PAGE TEXT -

Over at the Children's Medical Clinic of Santa Barbara, Ashley Percin, RN, is fielding many questions from parents about the newly approved COVID vaccines for children ages 6 months to 4 years old. | Credit: Courtesy

A good number of parents are already queuing up to schedule their tiny kids for the COVID vaccines, newly made available for children as young as six months old. Over at the Children’s Medical Clinic of Santa Barbara, the question they were getting from parents was about the best vaccine to get before they headed out for summer vacation, said Ashley Percin, RN, who handles everything COVID for the clinic. “We’ve noticed Pfizer takes longer to go into effect,” she said, as Pfizer is a three-dose regimen over three months. “Moderna is two doses,” she noted, “and goes into effect a week after getting the second dose,” which is four weeks after the first.

WHAT IS REQUIRED -
Extend the article on COVID vaccines for young children, starting after its final sentence.

RECORD EXCERPTS -

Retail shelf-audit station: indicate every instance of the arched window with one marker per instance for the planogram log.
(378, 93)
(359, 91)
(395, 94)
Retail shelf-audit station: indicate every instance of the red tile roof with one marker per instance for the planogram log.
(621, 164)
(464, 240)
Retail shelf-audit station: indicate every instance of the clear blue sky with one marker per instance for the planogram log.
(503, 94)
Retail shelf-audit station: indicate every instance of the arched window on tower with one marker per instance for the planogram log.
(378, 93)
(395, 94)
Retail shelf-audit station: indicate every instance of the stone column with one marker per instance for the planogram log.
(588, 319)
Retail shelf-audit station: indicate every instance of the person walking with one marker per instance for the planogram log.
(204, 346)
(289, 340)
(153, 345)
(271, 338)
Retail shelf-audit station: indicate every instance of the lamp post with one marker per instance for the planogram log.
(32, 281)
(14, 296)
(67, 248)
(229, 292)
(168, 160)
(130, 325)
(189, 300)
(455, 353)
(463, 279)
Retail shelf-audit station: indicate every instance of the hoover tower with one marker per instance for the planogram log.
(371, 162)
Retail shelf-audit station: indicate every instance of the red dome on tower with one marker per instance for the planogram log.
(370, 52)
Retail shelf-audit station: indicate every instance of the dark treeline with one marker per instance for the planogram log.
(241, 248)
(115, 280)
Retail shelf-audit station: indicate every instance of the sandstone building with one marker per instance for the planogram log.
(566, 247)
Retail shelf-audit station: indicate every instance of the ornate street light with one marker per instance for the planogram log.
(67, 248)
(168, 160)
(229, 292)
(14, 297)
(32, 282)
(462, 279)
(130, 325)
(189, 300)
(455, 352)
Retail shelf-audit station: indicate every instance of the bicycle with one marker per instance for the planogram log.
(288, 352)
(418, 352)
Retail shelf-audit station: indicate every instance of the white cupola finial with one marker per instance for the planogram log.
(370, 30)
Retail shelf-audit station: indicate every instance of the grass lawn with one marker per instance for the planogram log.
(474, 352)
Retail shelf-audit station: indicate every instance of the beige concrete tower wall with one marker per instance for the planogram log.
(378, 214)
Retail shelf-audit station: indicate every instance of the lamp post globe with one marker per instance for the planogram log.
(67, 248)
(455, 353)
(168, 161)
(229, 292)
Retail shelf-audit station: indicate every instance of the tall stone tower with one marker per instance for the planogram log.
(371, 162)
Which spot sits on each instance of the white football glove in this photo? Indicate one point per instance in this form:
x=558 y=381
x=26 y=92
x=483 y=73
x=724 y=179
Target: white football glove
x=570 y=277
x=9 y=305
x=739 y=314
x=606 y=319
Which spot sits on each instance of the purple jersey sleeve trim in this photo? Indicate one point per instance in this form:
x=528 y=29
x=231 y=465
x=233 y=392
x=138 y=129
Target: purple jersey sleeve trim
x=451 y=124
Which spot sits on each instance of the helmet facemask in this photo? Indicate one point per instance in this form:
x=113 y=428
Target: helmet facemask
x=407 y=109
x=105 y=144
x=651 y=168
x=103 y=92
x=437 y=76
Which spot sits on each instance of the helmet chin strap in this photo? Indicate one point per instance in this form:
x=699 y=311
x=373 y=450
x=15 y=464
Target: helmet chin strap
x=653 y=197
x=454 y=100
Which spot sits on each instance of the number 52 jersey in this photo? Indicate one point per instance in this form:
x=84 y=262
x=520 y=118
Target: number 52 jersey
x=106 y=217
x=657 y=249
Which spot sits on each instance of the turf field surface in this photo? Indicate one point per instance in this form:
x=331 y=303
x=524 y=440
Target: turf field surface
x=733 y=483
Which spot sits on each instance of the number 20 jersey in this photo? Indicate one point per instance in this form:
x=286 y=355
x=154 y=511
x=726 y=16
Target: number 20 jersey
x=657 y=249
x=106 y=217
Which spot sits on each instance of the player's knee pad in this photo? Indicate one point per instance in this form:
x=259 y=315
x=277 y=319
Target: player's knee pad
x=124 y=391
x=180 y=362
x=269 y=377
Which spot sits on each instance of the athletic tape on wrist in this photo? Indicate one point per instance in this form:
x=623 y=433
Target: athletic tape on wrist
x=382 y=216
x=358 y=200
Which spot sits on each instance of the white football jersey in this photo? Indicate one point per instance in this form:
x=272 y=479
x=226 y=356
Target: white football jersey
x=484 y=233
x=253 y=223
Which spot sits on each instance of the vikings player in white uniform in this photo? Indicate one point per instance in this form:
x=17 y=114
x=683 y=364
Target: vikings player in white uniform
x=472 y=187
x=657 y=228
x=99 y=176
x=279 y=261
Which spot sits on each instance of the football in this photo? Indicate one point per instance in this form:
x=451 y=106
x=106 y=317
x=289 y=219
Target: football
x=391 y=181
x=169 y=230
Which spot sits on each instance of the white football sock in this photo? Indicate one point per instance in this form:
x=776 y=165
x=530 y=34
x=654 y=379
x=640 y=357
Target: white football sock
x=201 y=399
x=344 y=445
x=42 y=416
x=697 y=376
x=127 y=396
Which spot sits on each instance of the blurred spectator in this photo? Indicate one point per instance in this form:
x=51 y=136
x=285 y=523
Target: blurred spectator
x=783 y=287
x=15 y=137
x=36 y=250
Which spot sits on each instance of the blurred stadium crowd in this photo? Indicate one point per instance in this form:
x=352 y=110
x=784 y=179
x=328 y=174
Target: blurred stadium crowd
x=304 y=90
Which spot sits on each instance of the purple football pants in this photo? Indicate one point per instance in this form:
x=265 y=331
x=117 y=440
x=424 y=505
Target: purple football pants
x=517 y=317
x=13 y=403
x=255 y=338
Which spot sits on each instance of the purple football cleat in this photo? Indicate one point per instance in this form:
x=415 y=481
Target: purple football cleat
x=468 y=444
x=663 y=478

EXERCISE ANSWER -
The Children’s Medical Clinic is among the first to receive the special smaller doses for kids, having ordered early, Percin said. It will also be available at County Public Health’s clinics this week, said spokesperson Jackie Ruiz, and at pediatrician offices around Santa Barbara County.

When children come to the clinic with coughs and congestion, said Percin, they do a COVID test and also a respiratory panel: “It’s summer-camp time,” she said. “Kids are all in one place, swimming, changing. It’s the common cold more often than not, although COVID mimics a cold in many ways.”

As for the necessity of vaccinating small children against a disease that seemed at first equivocal in infecting them, the county’s health officer, Dr. Henning Ansorg, pointed out that 2 million cases of COVID had affected the age 5-and-under cohort in the U.S., resulting in about 20,000 hospitalizations and 200 deaths. “There have been a disproportionate number of COVID-19-related hospitalizations and deaths among African-American, Hispanic-Latino, and Native American children in this age group,” he noted.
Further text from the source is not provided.